CONFLIT COLLECTIF DU TRAVAIL OPPOSANT LE SYNDICAT DES EMPLOYES, GRADES ET CADRES DE BANQUE DE MONACO A L'ASSOCIATION MONEGASQUE DES BANQUES
Les arbitres soussignés,
- Mme Claudette GASTAUD, Directeur de l'Action Sanitaire et Sociale ;
- M.Philippe ORTELI, Administrateur délégué d'une entreprise du bâtiment ;
- M.Guy MAGARA, Employé de jeux à la Société des Bains de Mer.
Arbitres désignés par l'arrêté ministériel n° 2000-55 du 7 février 2000 dans le conflit opposant le Syndicat des employés, gradés et cadres de banque de Monaco à l'Association monégasque des banques,
Ouï les parties en leurs demandes, fins et conclusions, à l'occasion des réunions tenues les 3 et 5 avril, 17 mai et 11 septembre 2000, lesdites parties étant représentées :
Pour le Syndicat des employés, gradés et cadres de banque de Monaco, par :
- Mme Anne-Marie PELAZZA, Secrétaire Générale ;
- M.Richard RICORDO, Secrétaire Général Adjoint ;
- Mme Annie OLIVI, Membre du Conseil Syndicat ;
- M.Tony PETTAVINO, Conseiller,
assistés de Me Christine PASQUIER-CIULLA, Avocat-Défenseur près la Cour d'appel de Monaco,
d'une part,
Pour l'Association monégasque des banques, par :
- M. Etienne FRANZI, Président ;
- M. Joseph-Alain SAUZIER, Délégué général ;
- M. Jean-Bernard BUISSON, Vice-Président de la Commission des affaires sociales,
assistés de M. Jean BILLON, Conseil juridique,
d'autre part.
Vu les pièces, documents et conclusions versés aux débats par les parties ;
Vu la loi n° 473 du 4 mars 1948, relative à la conciliation et à l'arbitrage des conflits collectifs du travail, modifiée ;
Vu le procès-verbal de la Commission de Conciliation des conflits collectifs du travail en date du 19 janvier 2000, aux termes duquel le différend soumis à l'arbitrage porte sur
"L'augmentation de 1.000 francs de l'élément non hiérarchisé de la prime bancaire monégasque, actuellement de 459,15 francs".
SUR LA FORME
Attendu que, par lettre adressée le 3 décembre 1999 à S.E.M. le Ministre d'Etat, le Syndicat des employés, gradés et cadres de banque de Monaco a demandé que le conflit qui l'oppose à l'Association monégasque des banques de Monaco soit soumis à la procédure de conciliation et d'arbitrage prévue par la loi n° 473 du 4 mars 1948 susvisée.
Vu le procès-verbal de la Commission de Conciliation en date du 19 janvier 2000 constatant la non-conciliation des parties.
Vu l'arrêté ministériel n° 2000-55 du 7 février 2000 fixant au 30 juin 2000 la date limite impartie aux arbitres pour rendre leur sentence et les Arrêtés Ministériels n° 2000-276 et 2000-347 des 13 juin et 24 juillet 2000 prorogeant respectivement jusqu'au 31 juillet puis au 30 septembre 2000 le délai imparti.

_ _ _ _ _

**Consigne écrite**.
Répondez aux questions suivantes à partir du texte cité sur le conflit collectif du travail :
(a) Quel arrêté ministériel a désigné les arbitres ?
(b) À combien s'élève actuellement l'élément non hiérarchisé de la prime bancaire monégasque ?
(c) Jusqu'à quelle date le délai imparti aux arbitres a-t-il été prorogé en dernier lieu ?

_ _ _ _ _

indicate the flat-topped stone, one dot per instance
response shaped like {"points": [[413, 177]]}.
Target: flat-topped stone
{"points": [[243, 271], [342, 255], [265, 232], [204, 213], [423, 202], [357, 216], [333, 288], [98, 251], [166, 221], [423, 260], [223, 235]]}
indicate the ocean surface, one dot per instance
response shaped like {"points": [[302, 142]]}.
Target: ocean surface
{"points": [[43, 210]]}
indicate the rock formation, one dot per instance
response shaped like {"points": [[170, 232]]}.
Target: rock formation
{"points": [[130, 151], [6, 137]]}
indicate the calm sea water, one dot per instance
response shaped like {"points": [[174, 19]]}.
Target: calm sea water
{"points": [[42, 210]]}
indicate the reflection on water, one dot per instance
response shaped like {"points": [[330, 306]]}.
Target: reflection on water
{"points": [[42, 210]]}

_ _ _ _ _

**Corrigé**.
(a) L'arrêté ministériel n° 2000-55 du 7 février 2000.
(b) 459,15 francs.
(c) Jusqu'au 30 septembre 2000.